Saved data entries
-- Opening Marker --
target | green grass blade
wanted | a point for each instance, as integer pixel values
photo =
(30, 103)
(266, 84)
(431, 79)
-- Closing Marker --
-- Opening Marker --
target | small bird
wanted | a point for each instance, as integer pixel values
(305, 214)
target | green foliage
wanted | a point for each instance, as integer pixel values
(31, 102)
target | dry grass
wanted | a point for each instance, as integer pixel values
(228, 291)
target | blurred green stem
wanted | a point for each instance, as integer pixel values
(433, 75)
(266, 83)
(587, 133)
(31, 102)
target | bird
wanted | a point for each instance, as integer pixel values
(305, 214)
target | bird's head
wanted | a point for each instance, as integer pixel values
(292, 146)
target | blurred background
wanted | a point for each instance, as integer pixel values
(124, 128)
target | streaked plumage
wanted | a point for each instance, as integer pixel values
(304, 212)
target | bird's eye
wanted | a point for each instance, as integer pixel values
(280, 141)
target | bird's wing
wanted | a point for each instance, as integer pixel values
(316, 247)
-- Closing Marker --
Working through the records above, copy each line in which "bird" is found.

target | small bird
target | bird
target | bird's head
target | bird's eye
target | bird's wing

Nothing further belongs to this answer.